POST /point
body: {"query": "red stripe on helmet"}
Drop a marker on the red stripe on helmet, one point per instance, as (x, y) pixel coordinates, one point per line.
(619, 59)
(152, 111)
|---|
Reproduce every line of the material above word for word, with no changes.

POST /point
body: {"query": "red stripe on helmet"}
Drop a marker on the red stripe on helmet, one point per instance, as (x, y) pixel coordinates, one point per line.
(619, 59)
(152, 111)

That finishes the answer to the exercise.